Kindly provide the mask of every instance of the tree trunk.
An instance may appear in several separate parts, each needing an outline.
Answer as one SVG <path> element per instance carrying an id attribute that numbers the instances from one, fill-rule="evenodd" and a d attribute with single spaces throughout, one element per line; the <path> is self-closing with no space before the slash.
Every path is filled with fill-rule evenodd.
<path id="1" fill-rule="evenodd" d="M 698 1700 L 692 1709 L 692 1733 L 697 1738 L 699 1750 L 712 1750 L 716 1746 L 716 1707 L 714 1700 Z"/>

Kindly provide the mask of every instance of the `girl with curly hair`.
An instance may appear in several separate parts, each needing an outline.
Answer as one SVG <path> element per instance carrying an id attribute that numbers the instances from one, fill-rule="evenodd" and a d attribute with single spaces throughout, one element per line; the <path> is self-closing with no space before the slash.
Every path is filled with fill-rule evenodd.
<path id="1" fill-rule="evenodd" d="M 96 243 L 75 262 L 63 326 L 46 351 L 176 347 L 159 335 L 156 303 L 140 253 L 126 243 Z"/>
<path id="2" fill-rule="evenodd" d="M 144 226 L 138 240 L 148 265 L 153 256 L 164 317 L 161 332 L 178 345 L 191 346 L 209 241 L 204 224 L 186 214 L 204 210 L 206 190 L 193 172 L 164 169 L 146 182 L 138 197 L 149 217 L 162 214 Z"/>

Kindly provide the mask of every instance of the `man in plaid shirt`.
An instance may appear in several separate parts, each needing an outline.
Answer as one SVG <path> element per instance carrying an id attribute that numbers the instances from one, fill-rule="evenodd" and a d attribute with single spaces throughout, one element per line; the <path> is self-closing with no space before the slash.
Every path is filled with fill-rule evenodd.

------------------------------

Using the material above, restate each entry exactly as it stands.

Kindly provide the mask of every instance of the tree trunk.
An instance may appear in several separate parts, each needing an outline.
Answer as one SVG <path> element per instance carrying an id attribute that numbers the instances from one, fill-rule="evenodd" and a d attribute with single spaces throughout, one element per line; the <path> is self-closing with no space before the slash.
Every path is filled with fill-rule evenodd.
<path id="1" fill-rule="evenodd" d="M 698 1700 L 692 1709 L 692 1733 L 697 1738 L 699 1750 L 712 1750 L 716 1746 L 716 1707 L 714 1700 Z"/>

Kindly provide the mask of every instance of the `girl with curly hair`.
An instance may appear in several separate parts, each needing an outline.
Answer as one SVG <path> element per instance carrying an id attribute that numbers the instances from one, fill-rule="evenodd" and a d attribute with single spaces throughout, one element per line; the <path> is self-closing with no space before the slash.
Every path is filled with fill-rule evenodd.
<path id="1" fill-rule="evenodd" d="M 96 243 L 75 262 L 63 326 L 46 351 L 176 347 L 159 335 L 156 303 L 140 253 L 126 243 Z"/>
<path id="2" fill-rule="evenodd" d="M 144 226 L 138 240 L 148 265 L 153 256 L 164 317 L 161 332 L 178 345 L 191 346 L 209 241 L 204 224 L 186 214 L 204 210 L 206 190 L 193 172 L 164 169 L 146 182 L 138 197 L 149 217 L 162 214 Z"/>

Kindly provide the mask of every instance of the `man in plaid shirt`.
An instance may appear in several separate parts, each needing an outline.
Answer as one SVG <path> element per instance carrying an id attribute that numbers the instances from one, fill-rule="evenodd" and a d attribute with single spaces throughout, one element per line; the <path> is self-closing with no space before the slash.
Every path is filled with fill-rule evenodd.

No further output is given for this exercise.